**Referring expression pointing data:**
= = = = =
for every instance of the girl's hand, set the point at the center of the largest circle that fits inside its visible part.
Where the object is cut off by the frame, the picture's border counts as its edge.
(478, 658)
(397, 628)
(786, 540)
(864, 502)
= = = = =
**Your goal:** Copy out the data exactly as it stands, leaving nothing out.

**Solution for this task:**
for every instance of the girl's hand, set the point at the center of the largest circle that fits inside its visible part.
Where the object is cut off by the frame, the picture's border counts as its edge.
(478, 658)
(397, 628)
(786, 540)
(864, 502)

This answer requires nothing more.